Home 
username password  
Welcome, Guest.
Your IP: 18.97.14.82
2025-02-10 10:56:18 
 Public Support
 Verify content or digest using RSA signature
Bottom
 
Total posts: 12
 Author Verify content or digest using RSA signature
Peter Royston

2024-05-02 12:47:30
Registered user
I'm trying to use StreamSec Tools 4.0 to verify a SAML repsonse. There are several steps involved, but eventually I need to check the signature of content in various canonicolized xml nodes.

Thus, I started by comparing results against openssl, as follows:

function VerifyContent(Content, PubKey, Signature: ansistring; ContentIsDigest: boolean): boolean;
var
  RSAKey: TstRSAKey;
  lPwd: iSecretKey;
  lSS: TStringStream;
  MS: TMemoryStream;
  stRSAPublicKey1: TstRSAPublicKey;
begin
    lSS := TStringStream.Create(MIME64ToStr(OSToBytes(PubKey)));
    stRSAPublicKey1 := TstRSAPublicKey.Create(nil);
    try
      stRSAPublicKey1.Name := 'stRSAPublicKey1';
      stRSAPublicKey1.EnabledDesignTime := False;
      stRSAPublicKey1.EnabledRunTime := False;

      stRSAPublicKey1.PublicKeyFormat.SelectedOptionNames := 'PKCS8-RSAPublic-Open';

      stRSAPublicKey1.SetPublicKey(stRSAPublicKey1.PublicKeyFormat.LoadFromStream(lSS,stRSAPublicKey1));

      stRSAPublicKey1.SignEncoding := seEMSA3;
      stRSAPublicKey1.EncryptEncoding := eeEME_PKCS1_v1_5;
      stRSAPublicKey1.DigestAlgorithm := haSHA256;
      stRSAPublicKey1.MGFHashAlgorithm := haSHA256;

      if ContentIsDigest
        then result := stRSAPublicKey1.VerifySignedDigest(Content,Signature,sfBinary,sfBinary,false)
        else result := stRSAPublicKey1.VerifySignature(Content,Signature,sfBinary{sfBase64});
    finally
      stRSAPublicKey1.Free;
      lSS.Free;
    end;
end;

function VerifySAMLResponse(XMLText, PubKey: ansistring): boolean;
var
  Digest: ansistring;
begin
  (*
  openssl dgst -sha256 content.txt > content_digest.txt

  openssl dgst -sign private_key7.pvk -keyform pem -sha256 -out digest.txt.sig -binary content_digest.txt

  openssl dgst -verify public_key7.pem -keyform pem -sha256 -signature digest.txt.sig -binary content_digest.txt
  Verified OK  <<<<<<<<<<<<<<<<<<<<<<<<
  *)
※ ※ ※
## Directions
Could you extend the forum thread on verifying content with an RSA signature, picking up right after its final line?

## Dataset extract
※ ※ ※
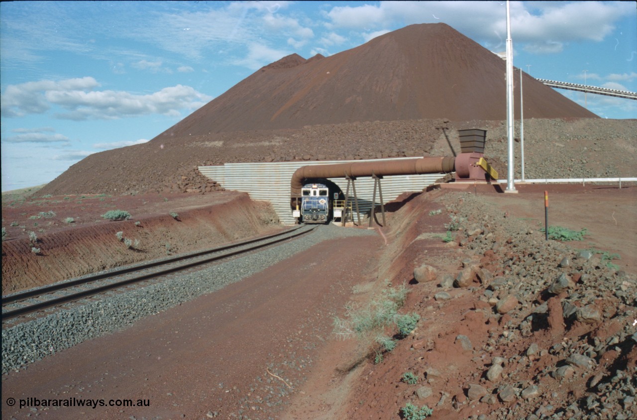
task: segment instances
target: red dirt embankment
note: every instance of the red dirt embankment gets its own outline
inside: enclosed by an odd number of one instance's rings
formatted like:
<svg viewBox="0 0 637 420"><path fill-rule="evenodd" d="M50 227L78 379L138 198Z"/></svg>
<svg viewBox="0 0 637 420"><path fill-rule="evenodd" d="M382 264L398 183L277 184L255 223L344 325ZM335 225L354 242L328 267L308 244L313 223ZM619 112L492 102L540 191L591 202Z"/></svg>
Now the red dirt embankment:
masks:
<svg viewBox="0 0 637 420"><path fill-rule="evenodd" d="M211 247L262 235L278 226L271 206L252 201L245 193L223 191L189 197L182 194L180 198L178 201L172 196L168 199L157 194L122 196L110 198L106 204L101 205L94 198L85 198L78 204L51 197L3 207L3 217L18 226L9 232L13 239L3 242L3 294ZM104 206L125 209L131 218L104 220L100 217L107 211ZM55 215L31 219L43 210ZM62 221L68 214L76 217L80 214L81 218L64 223ZM38 226L32 227L38 222ZM27 226L33 230L27 229ZM29 239L29 231L38 237L35 241ZM118 232L122 232L121 239L116 235ZM132 241L131 247L127 246L125 239ZM33 252L34 248L39 252Z"/></svg>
※ ※ ※
## Output of the task
  Digest := MIME64ToStr(OSToBytes(Trim(filetostring('C:\Temp\SAML\digest_mime.txt'))));
  result := VerifyContent(Digest, PubKey, filetostring('C:\Temp\SAML\digest.txt.sig'), true);
  //...false/fail

  result := VerifyContent(filetostring('C:\Temp\SAML\content.txt'), PubKey, filetostring('C:\Temp\SAML\digest.txt.sig'), false);
  //...false/fail
end;

Can you spot what I'm doing wrong?

Thanks,
Todd
Peter Royston

2024-05-02 12:56:49
Registered user
Here's a little more for context...

function TestSAML: string;

  function RemovePEM(PEMContent: String): string;
  var
    M: TMatch;
  begin
    M := TRegEx.Match(PEMContent,'-----BEGIN.*?-----(.*)-----END.*?-----',[roSingleLine]);
    if M.Success
      then result := M.Groups.Item[1].Value.Replace(#13,'',[rfReplaceAll]).Replace(#10,'',[rfReplaceAll])
      else result := PEMContent;
  end;

var
  PubKey: string;
  KeyFormatType: TKeyFormatType;
begin
  PubKey := filetostring('public_key7.pem');
  KeyFormatToStr(PubKey, KeyFormatType);
  case KeyFormatType of
    kftRSAPublic,
    kftRSAPublicOpen: PubKey := RemovePEM(PubKey);
  end;

  result := BoolToString(VerifySAMLResponse('doesnt matter' {content to verify}, PubKey),'success','fail');
end;

Wherein:
public_key7.pem looks like...
-----BEGIN PUBLIC KEY-----
MIIBIjANBgkqhkiG9w0BAQEFAAOCAQ8AMIIBCgKCAQEApqOtsIFCyWYN12cjRrhx
...
KwIDAQAB
-----END PUBLIC KEY-----

Also, "PKCS8-RSAPublic-Open" is a format that I created for BEGIN PUBLIC KEY.

Thanks again
Henrick Wibell Hellström

2024-05-02 18:10:20
Registered user
I recommend against using TStringStream in this context. There is a class named tOctetStringStream in unit stReadStream, which is a better choice.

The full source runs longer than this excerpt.